- _Extrait du document_
-*-*-

De notre correspondant à Washington :



<< Pour ce qui est du catholicisme américain, la première chose à souligner est qu'il est extrêmement divers. Sa base historique est celle des populations immigrés irlandaises, polonaises, allemandes et italiennes, qui se sont concentrées en Nouvelle-Angleterre et dans la région des Grands Lacs. Les hispaniques, en progression constante en Californie, Arizona, Nouveau-Mexique et Texas, lui redonnent un nouvel élan démographique. Depuis le XIXe siècle, l'Eglise catholique romaine est la première confession chrétienne américaine, devant la Southern Baptist Convention et la United Methodist Church, avec 70 millions de fidèles, soit 24 % de la population.

Il y a un large phénomène de conversions (très naturel dans un pays où un Américain change en moyenne trois fois d'Eglise dans sa vie) de protestants vers le catholicisme. Cela touche tant le simple US Marine, évangélique charismatique devenu amoureux de Thérèse de Lisieux parce que "she's awesome !", à la candidate républicaine pour le Sénat dans l'Etat de New York. L'Eglise catholique romaine exerce un fort pouvoir d'attraction sur des franges du protestantisme traditionnel, notamment luthérien et anglican "episcopalian", qui est confronté à de graves crises internes à cause de la direction libérale, pro-LGBT et relativiste prise par leurs autorités religieuses. (L'Eglise épiscopale, branche de l'anglicanisme aux Etats-Unis, défile à la Gay Pride, ordonne des femmes évêques, tolère ses prêtres qui enseigne que Jésus était homosexuel et envoie la communion à ses fidèles âgés par colis postal: de nombreuses paroisses ont fait sécession, et se sont réfugiées dans l'Ordinariat de la Chaire de Pierre, récemment crée au sein de l'Eglise catholique, ou dans une situation transitoire, entre les deux rives, comme l'Anglican Catholic Chruch, qui offre un bon compromis aux washingtoniens séduits par une liturgie quasi-tridentine mais attachés à la Réforme).

En outre, il existe une initiative appellé "Catholics come home !", lancée après le scandale des abus sexuels, qui a fait revenir à la foi catholique plus de 200 000 personnes dégoûtées de l'Eglise.

Traditionnellement, les foyers catholiques votent démocrate, tant par loyauté envers un parti ouvert aux minorités (et moins identitaire-protestant que le parti républicain), que par souci de justice sociale ("de gauche"), eu égard à la population catholique ouvrière et modeste. La tendance s'est néanmoins inversée lors de la réélection de George W. Bush, en 2004 : alors que le parti démocrate tendait l'oreille aux revendications LGBT naissantes et au lobby pro-avortement, des catholiques pratiquants ont rallié le "combat des valeurs" du parti républicain. Si les catholiques non pratiquants restèrent fidèles aux démocrates, les pratiquants furent plus nombreux à voter républicain.

-*-*-

- _Données enregistrées_
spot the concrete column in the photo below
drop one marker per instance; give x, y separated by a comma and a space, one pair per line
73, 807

-*-*-

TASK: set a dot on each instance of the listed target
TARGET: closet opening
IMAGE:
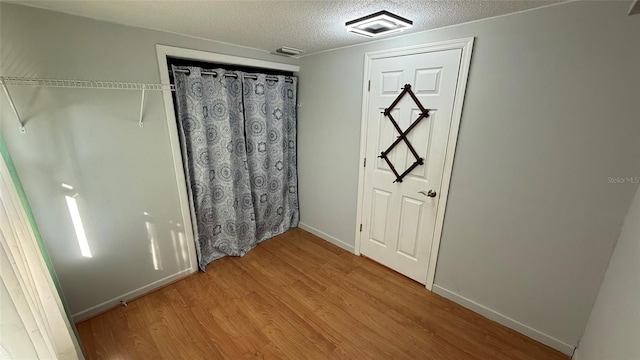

-*-*-

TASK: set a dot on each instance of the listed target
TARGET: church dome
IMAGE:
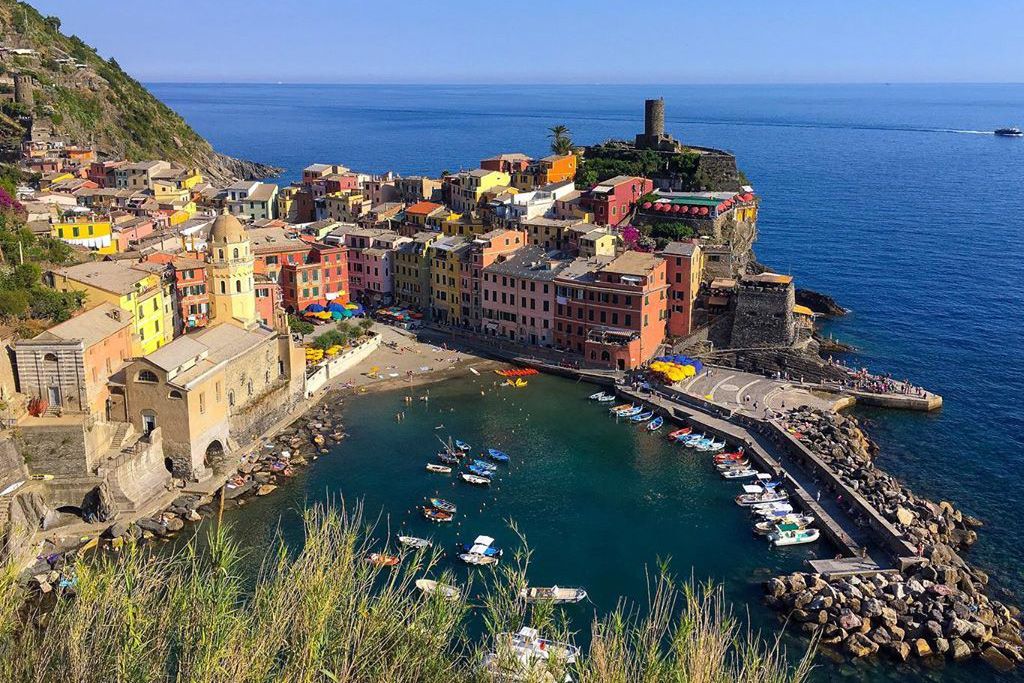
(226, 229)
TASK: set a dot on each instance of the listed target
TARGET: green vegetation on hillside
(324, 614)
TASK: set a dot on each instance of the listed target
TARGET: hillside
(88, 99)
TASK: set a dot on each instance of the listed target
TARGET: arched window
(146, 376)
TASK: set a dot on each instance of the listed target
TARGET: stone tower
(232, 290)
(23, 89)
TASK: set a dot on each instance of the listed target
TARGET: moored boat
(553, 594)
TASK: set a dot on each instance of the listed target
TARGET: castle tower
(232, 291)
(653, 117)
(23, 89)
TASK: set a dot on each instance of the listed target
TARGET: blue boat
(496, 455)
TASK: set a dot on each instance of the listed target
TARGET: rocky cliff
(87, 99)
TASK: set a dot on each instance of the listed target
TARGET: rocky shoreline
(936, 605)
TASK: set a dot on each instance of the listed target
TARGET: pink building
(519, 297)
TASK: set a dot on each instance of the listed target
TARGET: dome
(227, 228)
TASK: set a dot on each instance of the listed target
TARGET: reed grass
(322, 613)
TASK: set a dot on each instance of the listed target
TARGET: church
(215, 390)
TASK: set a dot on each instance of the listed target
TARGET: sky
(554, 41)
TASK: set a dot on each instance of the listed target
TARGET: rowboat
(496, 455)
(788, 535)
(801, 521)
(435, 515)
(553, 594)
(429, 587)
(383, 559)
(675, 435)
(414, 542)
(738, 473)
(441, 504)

-*-*-

- _Exercice proposé_
Retapez tel quel le passage de l'extrait sur le catholicisme américain qui va de "En outre, il" jusqu'à "dégoûtées de l'Eglise.". Les listes forment un matériau à part, distinct de l'extrait.

- _Résultat obtenu_
En outre, il existe une initiative appellé "Catholics come home !", lancée après le scandale des abus sexuels, qui a fait revenir à la foi catholique plus de 200 000 personnes dégoûtées de l'Eglise.